### TASK TO COMPLETE
Copy out every line from the line with "target: spotted flower lip" to the line with "238], [252, 236]]", both included. Shift each polygon vertex coordinate by -83, and leave all other text in those lines unchanged.

### DATA PROVIDED
****************

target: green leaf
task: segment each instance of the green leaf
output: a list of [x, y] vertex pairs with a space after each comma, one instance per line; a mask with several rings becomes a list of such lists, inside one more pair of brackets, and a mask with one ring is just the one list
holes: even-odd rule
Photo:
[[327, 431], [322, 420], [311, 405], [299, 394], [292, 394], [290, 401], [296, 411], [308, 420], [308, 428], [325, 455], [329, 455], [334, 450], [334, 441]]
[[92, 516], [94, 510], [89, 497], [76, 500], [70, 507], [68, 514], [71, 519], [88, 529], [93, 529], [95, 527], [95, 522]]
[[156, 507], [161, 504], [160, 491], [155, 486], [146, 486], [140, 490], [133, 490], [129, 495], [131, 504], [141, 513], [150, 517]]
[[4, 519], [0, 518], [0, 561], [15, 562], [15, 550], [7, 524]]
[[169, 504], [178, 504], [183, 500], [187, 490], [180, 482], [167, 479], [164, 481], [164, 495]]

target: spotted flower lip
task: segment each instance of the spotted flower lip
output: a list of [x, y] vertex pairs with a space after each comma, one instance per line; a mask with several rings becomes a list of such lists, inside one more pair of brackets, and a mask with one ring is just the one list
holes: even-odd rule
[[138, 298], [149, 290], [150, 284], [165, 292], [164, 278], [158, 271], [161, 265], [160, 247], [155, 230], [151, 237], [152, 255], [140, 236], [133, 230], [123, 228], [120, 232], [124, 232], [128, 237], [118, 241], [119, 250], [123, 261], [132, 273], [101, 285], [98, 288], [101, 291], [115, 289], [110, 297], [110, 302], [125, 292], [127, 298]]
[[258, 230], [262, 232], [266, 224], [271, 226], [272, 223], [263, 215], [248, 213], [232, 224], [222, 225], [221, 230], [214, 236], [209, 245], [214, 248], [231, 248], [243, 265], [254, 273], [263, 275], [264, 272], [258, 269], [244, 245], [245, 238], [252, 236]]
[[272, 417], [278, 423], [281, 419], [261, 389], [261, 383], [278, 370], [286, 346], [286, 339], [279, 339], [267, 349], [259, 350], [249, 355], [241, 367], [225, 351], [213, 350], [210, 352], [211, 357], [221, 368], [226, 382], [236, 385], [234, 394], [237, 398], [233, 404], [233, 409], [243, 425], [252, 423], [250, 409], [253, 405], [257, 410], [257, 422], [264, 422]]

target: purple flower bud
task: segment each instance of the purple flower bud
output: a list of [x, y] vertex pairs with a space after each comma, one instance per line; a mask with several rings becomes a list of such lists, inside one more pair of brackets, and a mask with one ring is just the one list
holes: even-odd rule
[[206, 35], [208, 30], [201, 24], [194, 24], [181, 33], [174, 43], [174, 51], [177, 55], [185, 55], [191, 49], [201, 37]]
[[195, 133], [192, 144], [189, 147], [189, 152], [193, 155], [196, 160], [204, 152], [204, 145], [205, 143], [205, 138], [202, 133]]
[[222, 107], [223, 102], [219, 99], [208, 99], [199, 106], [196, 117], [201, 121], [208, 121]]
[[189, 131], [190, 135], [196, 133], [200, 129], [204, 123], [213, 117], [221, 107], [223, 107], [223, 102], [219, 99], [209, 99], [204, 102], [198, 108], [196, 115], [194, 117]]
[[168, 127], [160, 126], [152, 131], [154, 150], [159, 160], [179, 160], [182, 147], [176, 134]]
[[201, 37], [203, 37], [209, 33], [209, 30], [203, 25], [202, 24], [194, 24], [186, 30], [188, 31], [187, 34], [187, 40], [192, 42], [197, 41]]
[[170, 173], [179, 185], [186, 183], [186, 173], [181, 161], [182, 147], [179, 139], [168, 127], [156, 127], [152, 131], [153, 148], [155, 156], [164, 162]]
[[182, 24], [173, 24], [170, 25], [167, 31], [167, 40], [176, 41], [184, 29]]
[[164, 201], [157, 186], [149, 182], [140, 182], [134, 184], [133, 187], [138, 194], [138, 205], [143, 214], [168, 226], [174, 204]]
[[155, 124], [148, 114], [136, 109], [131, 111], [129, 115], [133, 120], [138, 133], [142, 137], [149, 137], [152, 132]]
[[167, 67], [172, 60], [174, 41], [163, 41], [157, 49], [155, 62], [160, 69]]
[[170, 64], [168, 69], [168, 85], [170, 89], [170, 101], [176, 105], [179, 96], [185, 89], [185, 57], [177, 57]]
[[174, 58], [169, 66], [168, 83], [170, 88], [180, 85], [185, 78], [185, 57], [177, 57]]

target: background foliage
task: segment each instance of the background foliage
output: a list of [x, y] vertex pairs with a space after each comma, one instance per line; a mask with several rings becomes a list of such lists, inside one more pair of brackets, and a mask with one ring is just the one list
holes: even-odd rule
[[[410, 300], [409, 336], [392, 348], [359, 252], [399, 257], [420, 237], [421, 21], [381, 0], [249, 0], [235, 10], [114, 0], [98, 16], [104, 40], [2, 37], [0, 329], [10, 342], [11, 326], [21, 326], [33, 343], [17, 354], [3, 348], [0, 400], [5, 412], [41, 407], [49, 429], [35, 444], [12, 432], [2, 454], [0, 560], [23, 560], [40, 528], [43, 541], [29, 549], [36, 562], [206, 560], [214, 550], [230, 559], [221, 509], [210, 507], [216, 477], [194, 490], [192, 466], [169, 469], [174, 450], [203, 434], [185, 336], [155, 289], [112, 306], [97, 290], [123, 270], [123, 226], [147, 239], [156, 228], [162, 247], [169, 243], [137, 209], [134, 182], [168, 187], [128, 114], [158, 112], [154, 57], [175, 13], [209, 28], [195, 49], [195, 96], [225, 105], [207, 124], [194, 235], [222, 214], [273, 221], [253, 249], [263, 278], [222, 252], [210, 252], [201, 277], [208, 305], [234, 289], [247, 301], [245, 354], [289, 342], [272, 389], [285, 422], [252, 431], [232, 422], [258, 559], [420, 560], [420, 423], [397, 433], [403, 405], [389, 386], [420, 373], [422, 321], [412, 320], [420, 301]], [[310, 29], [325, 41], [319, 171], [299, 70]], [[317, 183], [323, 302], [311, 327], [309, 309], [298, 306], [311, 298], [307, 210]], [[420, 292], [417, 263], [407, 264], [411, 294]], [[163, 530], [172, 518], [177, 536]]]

****************

### SOLUTION FOR THIS EXERCISE
target: spotted flower lip
task: segment each instance of the spotted flower lip
output: a list of [x, y] vertex pairs with a space after each comma, one instance per line; a mask with several rings becomes a list of such lists, inside one more pair of brackets, and a mask with one ring is just the one list
holes: even-odd rule
[[55, 215], [66, 207], [67, 201], [82, 209], [81, 195], [75, 188], [78, 182], [77, 164], [72, 147], [68, 154], [69, 172], [57, 153], [50, 147], [40, 145], [37, 149], [41, 149], [45, 154], [35, 158], [36, 167], [40, 178], [49, 190], [18, 202], [15, 205], [18, 208], [32, 206], [27, 214], [27, 219], [42, 209], [44, 215]]
[[175, 147], [179, 149], [183, 141], [188, 143], [189, 140], [180, 132], [165, 130], [149, 141], [139, 142], [138, 147], [131, 153], [126, 162], [131, 165], [148, 165], [160, 182], [171, 190], [180, 192], [181, 189], [175, 186], [161, 162], [162, 155], [169, 153]]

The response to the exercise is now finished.